WHAT IS REQUIRED
Please give every record below again exactly, and keep the pictures out.

[MATERIAL SHOWN]

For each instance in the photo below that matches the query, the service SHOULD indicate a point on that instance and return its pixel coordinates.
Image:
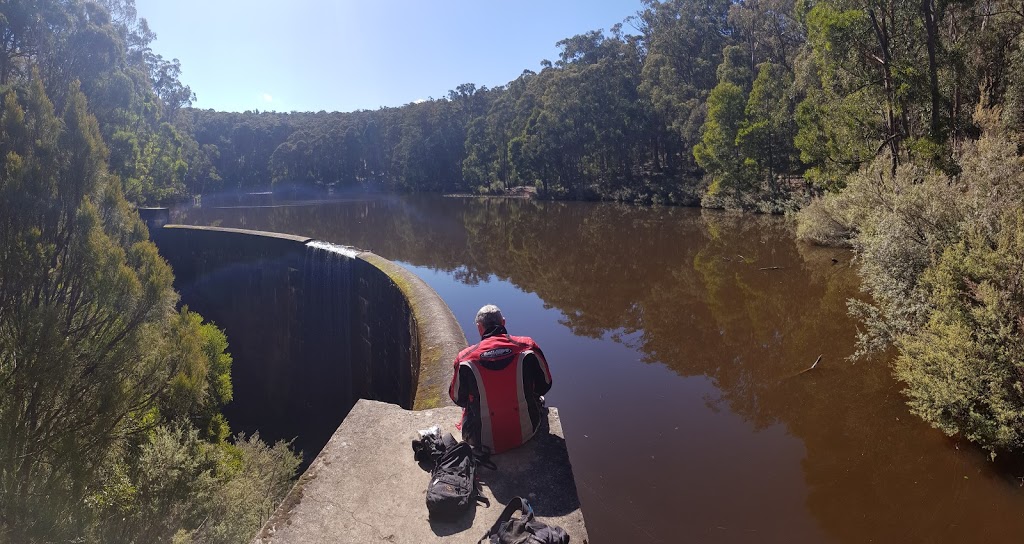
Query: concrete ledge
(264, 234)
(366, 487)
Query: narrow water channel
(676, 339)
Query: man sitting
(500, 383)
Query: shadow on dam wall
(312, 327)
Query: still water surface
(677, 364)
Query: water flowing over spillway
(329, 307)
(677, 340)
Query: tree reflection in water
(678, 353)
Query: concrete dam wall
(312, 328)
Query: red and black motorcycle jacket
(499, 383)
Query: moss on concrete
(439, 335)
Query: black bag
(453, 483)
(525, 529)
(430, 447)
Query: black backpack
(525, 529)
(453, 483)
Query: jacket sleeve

[/MATERIAL SHOWN]

EXERCISE ANSWER
For each instance in the photo below that matches the query, the service SHOULD indicate a point on that instance and return its pixel coordinates.
Image:
Query: concrete ledge
(264, 234)
(366, 487)
Query: narrow water channel
(676, 339)
Query: man sitting
(500, 383)
Query: shadow on dam wall
(312, 327)
Query: still water surface
(677, 364)
Query: water flowing over spillway
(329, 307)
(677, 340)
Query: tree reflection in water
(678, 353)
Query: concrete dam wall
(312, 328)
Query: red and black motorcycle jacket
(499, 383)
Query: moss on concrete
(439, 335)
Query: black bag
(453, 483)
(525, 529)
(430, 447)
Query: black backpack
(525, 529)
(453, 483)
Query: jacket sleeve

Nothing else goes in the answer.